**Exercise text**
####

Snippets of news from around the globe
NIGERIA: The Nigerian army said on Sunday that it had freed 360 people abducted by Boko Haram in southern Borno.
An army statement said that the operation had been conducted in the Mandara mountains, which form part of the Islamist militant group’s north-eastern stronghold.
Two infants “succumbed to exhaustion,” said army spokesman Haruna Sani, but “the remaining rescued abductees were successfully evacuated to safe locations for medical care and humanitarian support.”
UNITED STATES: Gunfire erupted near a street festival in Ohio on Saturday, wounding at least 12 people, two of them critically.
Officials urged people who were at the festival to come forward with any photos or videos on their phones.
Toledo deputy police chief Joe Heffernan said it appeared that at least two people had fired weapons, “probably shooting at each other.”
NORTH KOREA: The powerful sister of North Korean leader Kim Jong Un dismissed a US push for the country’s denuclearisation as an “anachronistic dream” on Sunday, vowing that Pyongyang would steadily expand its nuclear arsenal in the face of US-led threats.
“The US assertion to backbite the status of the DPRK as a nuclear weapons state has no legally binding force and no-one will be bound by the US unilateral rhetoric,” said Kim Yo Jong.

####

**Recorded data**
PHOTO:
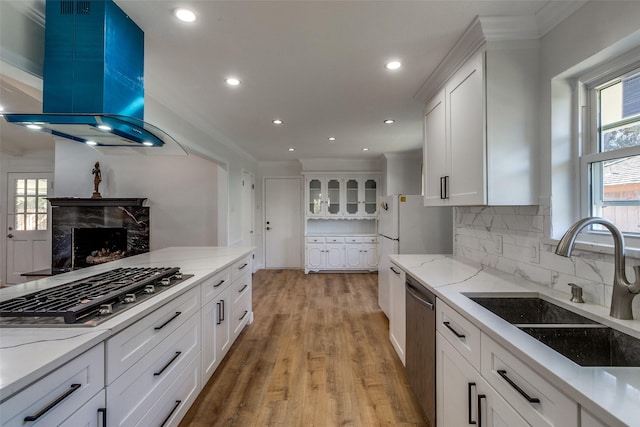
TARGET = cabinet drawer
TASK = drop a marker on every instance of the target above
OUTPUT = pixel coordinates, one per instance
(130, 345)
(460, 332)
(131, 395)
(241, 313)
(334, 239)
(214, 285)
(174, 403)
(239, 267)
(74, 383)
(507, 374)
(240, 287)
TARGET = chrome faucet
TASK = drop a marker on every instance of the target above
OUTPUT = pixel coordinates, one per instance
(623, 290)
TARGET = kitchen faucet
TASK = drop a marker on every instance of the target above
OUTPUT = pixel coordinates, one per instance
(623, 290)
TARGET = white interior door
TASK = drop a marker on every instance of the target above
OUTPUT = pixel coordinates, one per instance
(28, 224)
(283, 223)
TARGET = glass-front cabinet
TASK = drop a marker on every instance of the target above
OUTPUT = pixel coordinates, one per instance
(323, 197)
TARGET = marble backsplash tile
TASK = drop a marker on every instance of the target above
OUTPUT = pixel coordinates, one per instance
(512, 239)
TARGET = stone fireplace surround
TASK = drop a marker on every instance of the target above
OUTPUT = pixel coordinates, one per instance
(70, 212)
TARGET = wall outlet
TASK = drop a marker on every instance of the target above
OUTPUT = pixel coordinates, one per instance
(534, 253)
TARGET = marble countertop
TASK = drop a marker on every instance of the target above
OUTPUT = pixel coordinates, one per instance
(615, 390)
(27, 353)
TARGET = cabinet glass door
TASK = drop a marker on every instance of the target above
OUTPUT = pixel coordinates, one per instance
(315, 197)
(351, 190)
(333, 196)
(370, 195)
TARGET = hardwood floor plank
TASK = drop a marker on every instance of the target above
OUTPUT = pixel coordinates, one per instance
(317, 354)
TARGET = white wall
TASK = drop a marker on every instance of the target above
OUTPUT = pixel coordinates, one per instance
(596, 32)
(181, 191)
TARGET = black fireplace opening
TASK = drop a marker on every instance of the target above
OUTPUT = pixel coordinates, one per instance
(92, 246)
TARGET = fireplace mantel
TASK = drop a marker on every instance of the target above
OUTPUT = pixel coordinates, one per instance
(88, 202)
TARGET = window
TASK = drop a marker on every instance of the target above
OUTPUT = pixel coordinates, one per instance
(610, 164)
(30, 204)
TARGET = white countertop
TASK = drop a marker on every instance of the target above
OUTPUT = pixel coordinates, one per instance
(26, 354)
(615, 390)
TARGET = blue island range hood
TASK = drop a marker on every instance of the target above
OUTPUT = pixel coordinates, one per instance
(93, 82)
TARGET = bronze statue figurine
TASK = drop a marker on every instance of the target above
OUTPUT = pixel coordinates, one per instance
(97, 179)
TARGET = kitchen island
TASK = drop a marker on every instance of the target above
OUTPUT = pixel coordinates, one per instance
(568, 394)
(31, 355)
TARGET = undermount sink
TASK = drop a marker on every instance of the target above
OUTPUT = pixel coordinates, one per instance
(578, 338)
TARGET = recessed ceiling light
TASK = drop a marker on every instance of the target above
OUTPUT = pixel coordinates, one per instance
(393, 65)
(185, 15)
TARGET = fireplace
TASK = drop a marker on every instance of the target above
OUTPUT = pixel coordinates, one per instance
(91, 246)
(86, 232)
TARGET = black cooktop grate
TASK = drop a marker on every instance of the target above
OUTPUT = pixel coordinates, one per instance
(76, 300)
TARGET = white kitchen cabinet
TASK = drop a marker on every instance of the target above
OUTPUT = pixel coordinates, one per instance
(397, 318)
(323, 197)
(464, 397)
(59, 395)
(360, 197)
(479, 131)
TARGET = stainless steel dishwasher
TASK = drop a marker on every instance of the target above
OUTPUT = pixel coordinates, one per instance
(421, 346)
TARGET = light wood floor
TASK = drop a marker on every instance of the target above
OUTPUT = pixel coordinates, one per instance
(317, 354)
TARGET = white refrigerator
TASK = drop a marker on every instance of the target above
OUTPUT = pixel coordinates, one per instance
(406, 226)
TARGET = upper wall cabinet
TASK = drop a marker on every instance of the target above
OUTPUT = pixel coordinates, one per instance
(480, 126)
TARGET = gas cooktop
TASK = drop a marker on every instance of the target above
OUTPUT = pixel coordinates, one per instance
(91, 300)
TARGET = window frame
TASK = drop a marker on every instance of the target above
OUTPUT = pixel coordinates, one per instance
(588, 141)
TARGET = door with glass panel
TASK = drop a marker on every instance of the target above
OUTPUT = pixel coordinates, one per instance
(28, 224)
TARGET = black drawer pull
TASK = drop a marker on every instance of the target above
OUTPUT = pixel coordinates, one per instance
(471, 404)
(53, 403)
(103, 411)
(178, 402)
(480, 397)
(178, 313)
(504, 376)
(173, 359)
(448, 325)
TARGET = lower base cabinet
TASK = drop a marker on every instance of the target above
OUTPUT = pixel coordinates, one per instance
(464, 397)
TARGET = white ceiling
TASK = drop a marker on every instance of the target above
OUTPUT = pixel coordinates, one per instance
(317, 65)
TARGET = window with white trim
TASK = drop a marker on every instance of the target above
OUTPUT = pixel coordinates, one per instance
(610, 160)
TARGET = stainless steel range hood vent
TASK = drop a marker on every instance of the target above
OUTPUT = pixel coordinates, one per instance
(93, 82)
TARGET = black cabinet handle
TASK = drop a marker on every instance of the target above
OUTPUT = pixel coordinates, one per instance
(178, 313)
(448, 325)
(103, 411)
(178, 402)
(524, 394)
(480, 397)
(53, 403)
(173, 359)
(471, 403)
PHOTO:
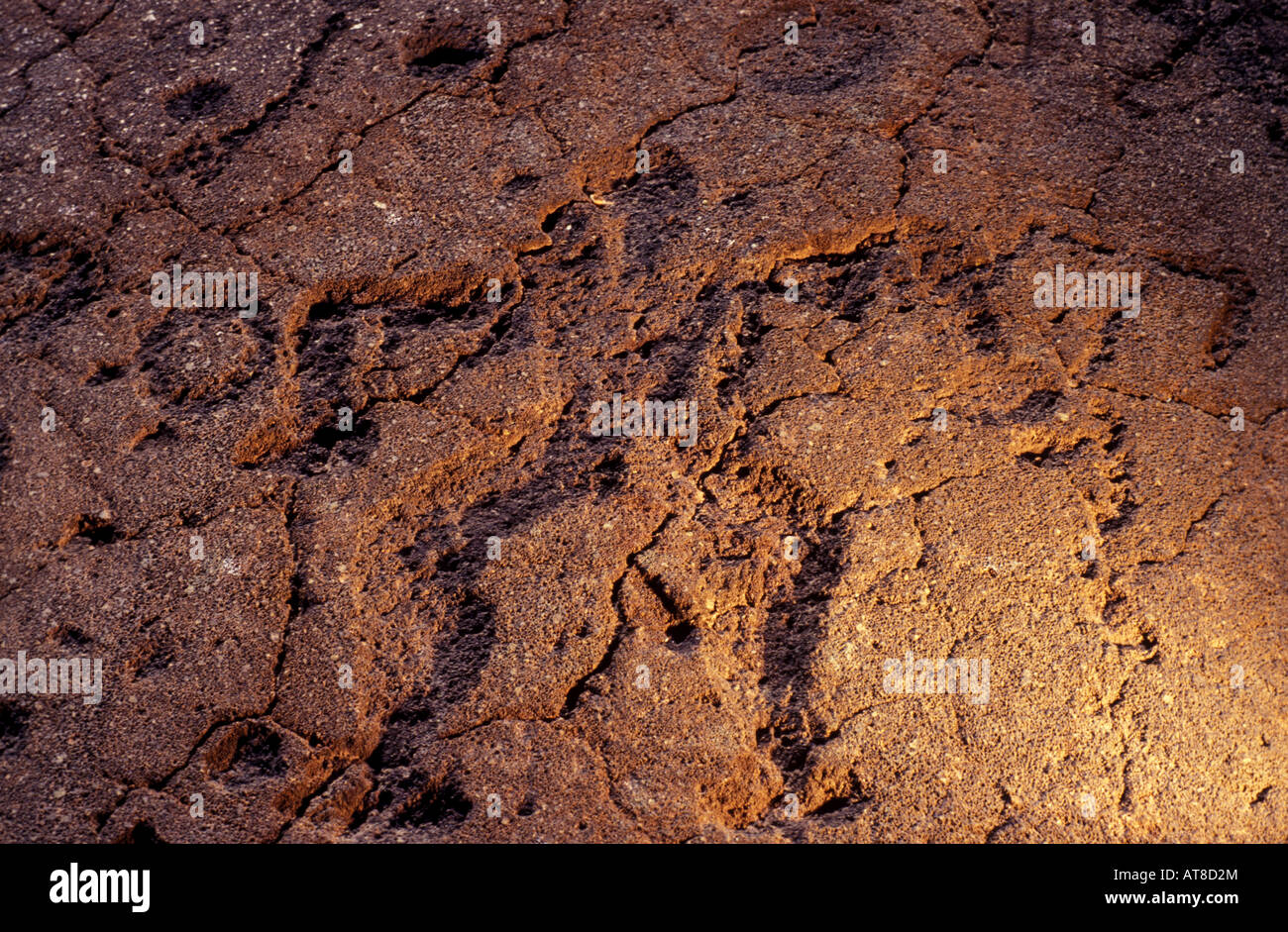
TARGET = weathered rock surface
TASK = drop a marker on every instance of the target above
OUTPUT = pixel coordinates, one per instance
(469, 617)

####

In the news snippets, what reason does Kim Yo Jong give for Pyongyang steadily expanding its nuclear arsenal? Answer in one to three sentences.

She said Pyongyang would steadily expand its nuclear arsenal in the face of US-led threats. She made this vow while dismissing the US push for North Korea's denuclearization as an "anachronistic dream."